Written request
Put the lines of the records from the line with "outline --target=woman's outstretched" to the line with "Mark the region of every instance of the woman's" into a numbered list, leaving out any blank lines.

Data listing
-- -- --

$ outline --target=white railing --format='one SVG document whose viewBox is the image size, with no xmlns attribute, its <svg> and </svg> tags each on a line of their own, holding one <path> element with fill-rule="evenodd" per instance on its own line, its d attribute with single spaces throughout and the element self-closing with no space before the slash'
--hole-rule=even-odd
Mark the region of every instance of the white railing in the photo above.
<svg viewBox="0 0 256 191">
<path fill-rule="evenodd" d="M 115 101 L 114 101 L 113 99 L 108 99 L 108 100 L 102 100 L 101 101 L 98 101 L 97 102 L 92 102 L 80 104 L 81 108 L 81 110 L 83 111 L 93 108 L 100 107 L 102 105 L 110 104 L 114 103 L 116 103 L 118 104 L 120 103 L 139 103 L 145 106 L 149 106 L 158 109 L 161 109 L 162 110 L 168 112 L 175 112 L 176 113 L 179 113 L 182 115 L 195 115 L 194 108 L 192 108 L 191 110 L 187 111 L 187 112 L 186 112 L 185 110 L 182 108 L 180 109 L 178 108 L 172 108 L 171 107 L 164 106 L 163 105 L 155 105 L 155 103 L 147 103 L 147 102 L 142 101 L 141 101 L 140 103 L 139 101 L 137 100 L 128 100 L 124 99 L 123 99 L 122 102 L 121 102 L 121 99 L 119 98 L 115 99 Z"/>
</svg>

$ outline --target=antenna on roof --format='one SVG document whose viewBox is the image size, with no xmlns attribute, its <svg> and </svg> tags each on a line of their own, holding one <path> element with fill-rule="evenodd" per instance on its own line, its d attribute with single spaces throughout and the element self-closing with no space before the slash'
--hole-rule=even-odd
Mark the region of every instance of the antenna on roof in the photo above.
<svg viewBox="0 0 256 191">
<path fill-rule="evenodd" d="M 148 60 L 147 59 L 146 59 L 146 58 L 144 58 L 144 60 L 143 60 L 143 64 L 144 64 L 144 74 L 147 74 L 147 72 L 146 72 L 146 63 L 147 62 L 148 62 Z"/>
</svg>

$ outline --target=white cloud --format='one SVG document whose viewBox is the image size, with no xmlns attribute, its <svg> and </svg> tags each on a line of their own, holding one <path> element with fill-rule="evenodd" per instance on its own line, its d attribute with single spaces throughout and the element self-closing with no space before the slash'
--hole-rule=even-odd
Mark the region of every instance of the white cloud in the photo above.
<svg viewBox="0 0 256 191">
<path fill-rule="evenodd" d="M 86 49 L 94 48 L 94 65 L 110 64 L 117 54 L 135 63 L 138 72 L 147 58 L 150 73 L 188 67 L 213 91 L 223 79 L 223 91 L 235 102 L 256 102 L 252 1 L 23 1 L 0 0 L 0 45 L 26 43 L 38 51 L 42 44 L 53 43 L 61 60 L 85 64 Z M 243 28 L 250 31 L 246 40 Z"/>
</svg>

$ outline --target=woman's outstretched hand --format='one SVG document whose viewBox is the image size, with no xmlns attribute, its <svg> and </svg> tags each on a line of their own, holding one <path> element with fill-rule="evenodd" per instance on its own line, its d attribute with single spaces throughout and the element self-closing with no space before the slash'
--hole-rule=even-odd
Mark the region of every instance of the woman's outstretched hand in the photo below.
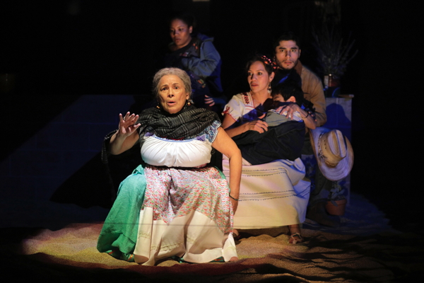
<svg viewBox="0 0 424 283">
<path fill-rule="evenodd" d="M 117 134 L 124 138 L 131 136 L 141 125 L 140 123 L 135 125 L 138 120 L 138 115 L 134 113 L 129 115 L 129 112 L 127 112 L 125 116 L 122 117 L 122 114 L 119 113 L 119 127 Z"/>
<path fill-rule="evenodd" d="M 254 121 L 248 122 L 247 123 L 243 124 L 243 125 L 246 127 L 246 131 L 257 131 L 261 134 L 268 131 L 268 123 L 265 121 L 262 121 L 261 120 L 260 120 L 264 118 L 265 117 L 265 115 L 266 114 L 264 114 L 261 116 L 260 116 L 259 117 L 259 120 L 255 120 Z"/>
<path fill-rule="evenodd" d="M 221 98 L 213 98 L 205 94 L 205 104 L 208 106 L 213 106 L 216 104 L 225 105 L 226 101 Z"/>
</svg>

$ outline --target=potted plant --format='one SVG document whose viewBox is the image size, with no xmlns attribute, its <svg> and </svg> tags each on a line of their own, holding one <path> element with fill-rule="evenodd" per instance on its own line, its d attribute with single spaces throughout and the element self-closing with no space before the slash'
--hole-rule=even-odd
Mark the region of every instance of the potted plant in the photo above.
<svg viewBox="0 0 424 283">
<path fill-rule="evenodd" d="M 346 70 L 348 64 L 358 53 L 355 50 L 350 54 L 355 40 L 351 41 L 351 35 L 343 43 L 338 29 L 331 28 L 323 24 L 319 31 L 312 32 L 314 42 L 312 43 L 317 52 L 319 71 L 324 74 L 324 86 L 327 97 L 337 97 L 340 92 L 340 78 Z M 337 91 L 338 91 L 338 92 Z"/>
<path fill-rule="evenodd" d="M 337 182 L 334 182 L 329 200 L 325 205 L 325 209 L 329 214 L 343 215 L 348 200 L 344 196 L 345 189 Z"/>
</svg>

-- -- --

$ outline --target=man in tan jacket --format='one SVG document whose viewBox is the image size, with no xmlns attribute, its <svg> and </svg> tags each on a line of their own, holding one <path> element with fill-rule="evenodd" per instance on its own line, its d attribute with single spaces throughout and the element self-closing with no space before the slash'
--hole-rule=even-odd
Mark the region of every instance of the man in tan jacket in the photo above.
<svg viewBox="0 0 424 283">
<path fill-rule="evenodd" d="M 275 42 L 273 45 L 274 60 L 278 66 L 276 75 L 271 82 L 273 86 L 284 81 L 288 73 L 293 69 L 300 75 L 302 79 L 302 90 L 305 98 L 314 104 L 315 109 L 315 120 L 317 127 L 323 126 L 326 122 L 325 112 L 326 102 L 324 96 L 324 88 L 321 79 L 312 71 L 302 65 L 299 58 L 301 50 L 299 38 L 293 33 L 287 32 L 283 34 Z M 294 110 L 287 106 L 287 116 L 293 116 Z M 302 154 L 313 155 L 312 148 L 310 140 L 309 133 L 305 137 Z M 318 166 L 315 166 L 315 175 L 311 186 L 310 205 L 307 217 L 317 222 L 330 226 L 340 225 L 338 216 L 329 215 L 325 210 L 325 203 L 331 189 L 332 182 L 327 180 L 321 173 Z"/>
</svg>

-- -- --

Solution for this task
1. $ outline --target=woman's outstretched hand --format='one SVG document whose viewBox is the image size, with no xmlns attribute, its <svg> and </svg> tags each on a line of their own, holding one <path> element with fill-rule="evenodd" per instance on its own line, its d attribute with single spaces throughout and the element self-closing with no space before the slash'
2. --hole-rule=even-odd
3. Mark the region of every instance of the woman's outstretched hand in the photo below.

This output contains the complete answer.